PAGE TEXT -
--- START ---
This personal evaluation is submitted with a view to enlightening the reader as to how I perceive myself - my life, my passions, accomplishments, unfulfilled dreams and not least of all, new paths I would like to tread and explore to the fullest of my abilities.

Born the eldest in a family of four boys, the role model I had to play was instilled in me from tender years by my late father. Testimony of my fulfillment is best illustrated by the fact that I paved the way through medical college for all three of my siblings to follow suit. With the benefit of hindsight, I now realise that, amongst my passions, the urge to impart knowledge has always been there. I am poorer for the fact that this yearning has been relatively dormant and subservient to the demands of university studies, career progression, professional pursuits and family. I take comfort in the knowledge that notwithstanding these counter demands, I have always been there for my fellow medical students, my staff at whatever position I have held and generally anyone who could benefit from years of experience and accumulated knowledge.

An early call to military aviation relented to a greater call to medicine. Post medical graduation saw me enlist in the Malaysian Army to which I am ever grateful for the measure of discipline it inculcated in me. Even in those early years, whether in the jungles and remote kampongs of Malaysia or on board a Navy ship in Pacific waters, I always took the opportunity to educate people on how best to look after their health under trying conditions.
--- END ---
DATA EXTRACTS -
--- START ---
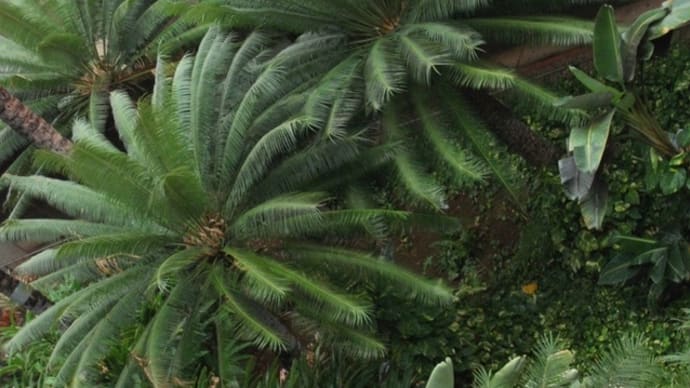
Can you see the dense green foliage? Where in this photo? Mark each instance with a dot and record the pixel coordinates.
(189, 241)
(218, 231)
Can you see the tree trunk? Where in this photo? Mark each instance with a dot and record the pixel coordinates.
(519, 137)
(35, 128)
(30, 125)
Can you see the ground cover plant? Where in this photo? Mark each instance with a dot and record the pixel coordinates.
(237, 173)
(193, 202)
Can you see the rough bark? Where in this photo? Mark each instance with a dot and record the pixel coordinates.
(519, 137)
(35, 128)
(22, 294)
(30, 125)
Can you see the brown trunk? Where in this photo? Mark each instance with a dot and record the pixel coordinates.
(43, 135)
(30, 125)
(519, 137)
(22, 294)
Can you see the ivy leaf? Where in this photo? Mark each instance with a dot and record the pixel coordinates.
(672, 180)
(594, 206)
(617, 271)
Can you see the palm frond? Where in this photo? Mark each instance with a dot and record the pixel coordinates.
(628, 363)
(550, 30)
(258, 327)
(483, 144)
(433, 10)
(50, 230)
(481, 76)
(423, 58)
(550, 366)
(419, 184)
(384, 73)
(461, 42)
(419, 288)
(165, 332)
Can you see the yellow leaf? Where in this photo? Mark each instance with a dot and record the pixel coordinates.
(530, 288)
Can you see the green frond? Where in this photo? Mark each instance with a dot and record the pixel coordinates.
(106, 333)
(302, 169)
(79, 329)
(74, 200)
(241, 71)
(356, 343)
(38, 327)
(270, 82)
(39, 264)
(394, 219)
(275, 216)
(464, 166)
(167, 330)
(253, 323)
(277, 142)
(69, 366)
(418, 183)
(176, 264)
(550, 366)
(628, 363)
(82, 130)
(112, 287)
(545, 102)
(384, 73)
(229, 353)
(359, 198)
(507, 376)
(99, 110)
(483, 144)
(557, 31)
(481, 76)
(259, 282)
(114, 174)
(417, 287)
(461, 42)
(181, 91)
(126, 119)
(423, 58)
(215, 54)
(337, 98)
(134, 371)
(82, 271)
(50, 230)
(433, 10)
(18, 26)
(129, 243)
(341, 307)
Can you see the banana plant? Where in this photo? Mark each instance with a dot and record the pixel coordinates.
(616, 53)
(667, 259)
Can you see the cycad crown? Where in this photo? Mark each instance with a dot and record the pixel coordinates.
(201, 233)
(63, 57)
(363, 53)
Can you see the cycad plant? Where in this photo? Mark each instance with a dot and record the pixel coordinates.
(367, 52)
(201, 234)
(63, 57)
(627, 362)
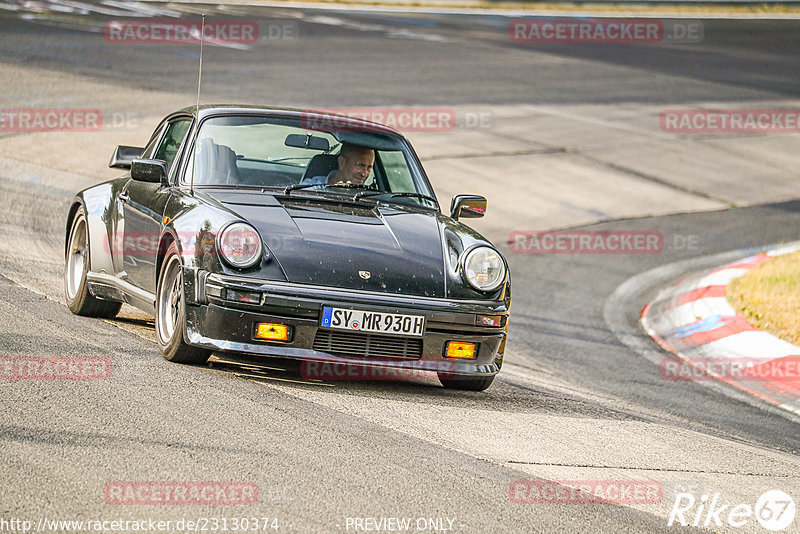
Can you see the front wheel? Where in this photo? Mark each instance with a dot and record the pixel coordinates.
--- END ---
WORK ITEM -
Reproduce word for word the stretch of the personal evaluation from "This personal evaluation" through "of my abilities.". Answer from the text alone.

ANSWER -
This personal evaluation is submitted with a view to enlightening the reader as to how I perceive myself - my life, my passions, accomplishments, unfulfilled dreams and not least of all, new paths I would like to tread and explore to the fullest of my abilities.